# [WHAT YOU SHOULD DO]
Update the records below by replacing "component" with "system" wherever it appears, leaving everything else unchanged.

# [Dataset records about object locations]
▼

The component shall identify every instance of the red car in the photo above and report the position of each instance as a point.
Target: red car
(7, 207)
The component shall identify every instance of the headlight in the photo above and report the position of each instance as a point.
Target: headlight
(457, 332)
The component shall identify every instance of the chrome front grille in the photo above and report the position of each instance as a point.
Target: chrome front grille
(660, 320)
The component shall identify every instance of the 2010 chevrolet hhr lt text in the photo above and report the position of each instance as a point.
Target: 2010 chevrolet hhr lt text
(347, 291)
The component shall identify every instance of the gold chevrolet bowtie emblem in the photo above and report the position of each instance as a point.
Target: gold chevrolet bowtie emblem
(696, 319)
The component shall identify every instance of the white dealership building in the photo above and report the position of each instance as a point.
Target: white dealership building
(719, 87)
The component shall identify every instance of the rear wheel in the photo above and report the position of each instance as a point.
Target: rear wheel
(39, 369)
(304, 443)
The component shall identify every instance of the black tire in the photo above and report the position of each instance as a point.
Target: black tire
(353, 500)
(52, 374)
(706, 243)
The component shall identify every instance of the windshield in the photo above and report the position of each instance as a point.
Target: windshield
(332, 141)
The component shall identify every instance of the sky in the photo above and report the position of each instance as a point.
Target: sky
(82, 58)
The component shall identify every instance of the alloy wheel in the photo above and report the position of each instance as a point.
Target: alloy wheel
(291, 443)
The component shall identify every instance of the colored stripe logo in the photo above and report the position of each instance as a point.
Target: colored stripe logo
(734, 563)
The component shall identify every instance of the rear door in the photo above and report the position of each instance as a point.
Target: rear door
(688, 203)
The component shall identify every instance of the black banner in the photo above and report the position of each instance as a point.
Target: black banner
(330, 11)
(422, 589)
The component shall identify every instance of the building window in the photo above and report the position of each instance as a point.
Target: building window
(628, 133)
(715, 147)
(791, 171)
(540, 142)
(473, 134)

▲

# [THE ANSWER]
The system shall identify every instance of the red car in the photo above and report the position of each instance as a point.
Target: red car
(7, 207)
The system shall identify every instance of the headlight in the photo above and report the position of each instance as a point.
Target: headlight
(457, 332)
The system shall identify every instance of the chrome front grille in the photo above and report the position of each instance as a point.
Target: chrome front grille
(660, 320)
The system shall identify every instance of the 2010 chevrolet hhr lt text in the photo above and report the position of each instance as a point.
Target: 2010 chevrolet hhr lt text
(347, 291)
The system shall identify every instance of the gold chevrolet bowtie emblem in the photo above and report the position of each instance as a point.
Target: gold chevrolet bowtie emblem
(696, 319)
The system shall identify every instance of the white dealership building in the photo above and report the position of each instance as a point.
Target: white dealership building
(719, 87)
The system shall identify every instance of the rear wheel in the photo above and report the position of each instance as a point.
Target: rear wheel
(39, 369)
(304, 443)
The system shall identify every instance of the black tire in the photo above and report the position of each instance as a point.
Target: black tire
(353, 500)
(52, 374)
(706, 243)
The system shall identify every instance of the windshield in the photo above and report the position of each instance as a point.
Target: windshield
(332, 141)
The system shall identify every instance of the sky in the photo above and report the position of each instance as a point.
Target: sky
(82, 58)
The system shall identify every instance of the alloy wheel in the photo above and report the position of each instance as a point.
Target: alloy wheel
(291, 443)
The system shall identify every instance of the colored stripe logo in the photo above and report the position of each instance as a point.
Target: colored stripe logo
(734, 563)
The system shall identify every instance of the rear door in the photo above and report the position of each instance as a point.
Target: rear door
(688, 203)
The system shall identify every instance of the black banner in the photo above and report the position of each instance as a point.
Target: black banner
(330, 11)
(422, 589)
The system shall identify every instance of the building window in the photo above and report the position of each instance as a point.
Target: building window
(628, 133)
(715, 147)
(791, 171)
(540, 142)
(473, 134)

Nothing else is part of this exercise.